[Stored records]

%%

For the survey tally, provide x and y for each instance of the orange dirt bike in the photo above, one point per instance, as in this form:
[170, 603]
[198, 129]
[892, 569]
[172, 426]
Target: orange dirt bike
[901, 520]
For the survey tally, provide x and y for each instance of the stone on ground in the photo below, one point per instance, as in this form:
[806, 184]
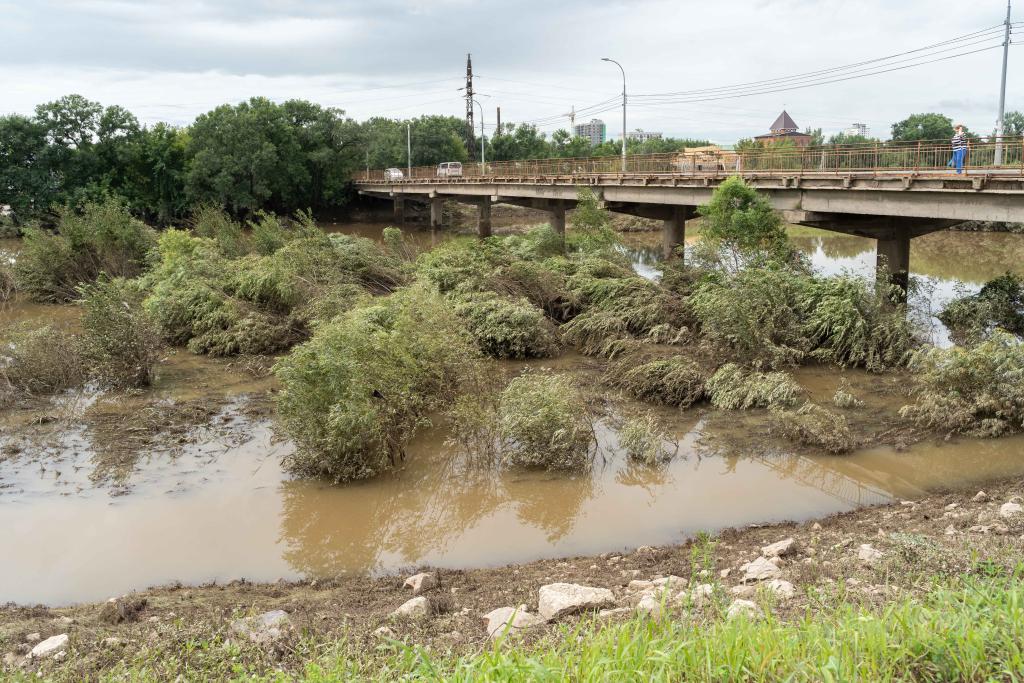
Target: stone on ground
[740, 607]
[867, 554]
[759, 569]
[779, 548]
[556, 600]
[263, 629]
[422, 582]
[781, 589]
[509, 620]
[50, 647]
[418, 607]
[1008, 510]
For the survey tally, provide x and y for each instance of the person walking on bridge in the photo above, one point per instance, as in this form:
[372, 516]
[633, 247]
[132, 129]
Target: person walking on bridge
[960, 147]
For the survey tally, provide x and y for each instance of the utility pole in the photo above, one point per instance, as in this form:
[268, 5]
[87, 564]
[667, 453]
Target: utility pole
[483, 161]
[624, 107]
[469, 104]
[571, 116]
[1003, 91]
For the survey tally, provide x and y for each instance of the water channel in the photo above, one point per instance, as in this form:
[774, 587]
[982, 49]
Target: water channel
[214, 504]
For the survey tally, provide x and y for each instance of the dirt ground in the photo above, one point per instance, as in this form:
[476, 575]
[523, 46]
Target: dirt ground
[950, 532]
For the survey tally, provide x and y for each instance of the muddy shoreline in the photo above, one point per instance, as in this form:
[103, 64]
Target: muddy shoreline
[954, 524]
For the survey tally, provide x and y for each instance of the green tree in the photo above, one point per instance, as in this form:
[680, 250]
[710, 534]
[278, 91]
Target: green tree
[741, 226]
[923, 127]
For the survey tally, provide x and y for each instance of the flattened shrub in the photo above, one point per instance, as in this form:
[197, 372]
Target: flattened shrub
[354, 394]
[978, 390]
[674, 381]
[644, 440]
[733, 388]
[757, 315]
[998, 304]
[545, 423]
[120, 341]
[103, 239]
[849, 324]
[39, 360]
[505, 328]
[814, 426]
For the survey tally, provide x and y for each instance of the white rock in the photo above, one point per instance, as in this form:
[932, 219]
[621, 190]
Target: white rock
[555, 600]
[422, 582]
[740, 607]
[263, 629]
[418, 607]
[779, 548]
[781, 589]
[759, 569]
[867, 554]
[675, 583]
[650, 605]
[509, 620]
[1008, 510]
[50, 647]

%%

* [Given exercise]
Rewrite all of the records above, replacing "survey tally" with "field count" each time it appears and keeping everything else the same. Leave the pictures out of your answer.

* [Response for this exercise]
For the field count, provide x and y for each instance of the orange dirt bike in the photo above, one point per instance, as in this form:
[170, 603]
[198, 129]
[892, 569]
[172, 426]
Target: orange dirt bike
[901, 520]
For the field count, provide x and y for each instance of the stone on ground in the photo below, one point per instance, as in this form:
[806, 184]
Target: stone on ground
[740, 607]
[867, 554]
[759, 569]
[779, 548]
[556, 600]
[263, 629]
[422, 582]
[781, 589]
[509, 620]
[50, 647]
[418, 607]
[1008, 510]
For the field count, provide x and y for each instance of the person walking on bridge in the photo above, one point per instance, as in this form:
[372, 516]
[633, 247]
[132, 129]
Target: person walking on bridge
[960, 147]
For the field count, provide x and y for each instance of the utility pole in the photo above, one point per instance, as in this form:
[268, 5]
[87, 564]
[667, 453]
Target: utility pole
[483, 161]
[624, 107]
[469, 104]
[571, 116]
[1003, 91]
For the field count, provide x and y for each instance of the water channel in the photo above, one point per instance, as in this form:
[774, 587]
[982, 49]
Target: water channel
[214, 504]
For the field count, provide x and y for each instance of the dirt ground in the photo above, one point per instance, as in this form:
[476, 575]
[523, 46]
Target: dirt ground
[950, 532]
For the field count, provide x and y for each instance of the muddy shoreline in the photo above, one point per instance, as in this form:
[103, 64]
Target: muddy shoreline
[954, 524]
For the field count, provide x and y for each instance of the green tree in the photo above, one point per instance, as in this form:
[680, 250]
[710, 534]
[278, 91]
Target: green tree
[741, 226]
[923, 127]
For the field count, provide x and y for each instance of the flattened shrub in the photo above, one point per instance, as in this form:
[197, 372]
Target: flattened shrub
[354, 394]
[978, 390]
[674, 381]
[644, 440]
[733, 388]
[757, 315]
[998, 304]
[545, 423]
[120, 341]
[103, 239]
[849, 324]
[39, 360]
[505, 328]
[814, 426]
For the field count, provide x and y for each instance of the white rock in the photo above, one point per instance, as in this form:
[932, 219]
[621, 190]
Target: white rock
[555, 600]
[422, 582]
[740, 607]
[263, 629]
[418, 607]
[779, 548]
[781, 589]
[759, 569]
[867, 554]
[675, 583]
[650, 605]
[509, 620]
[1008, 510]
[50, 647]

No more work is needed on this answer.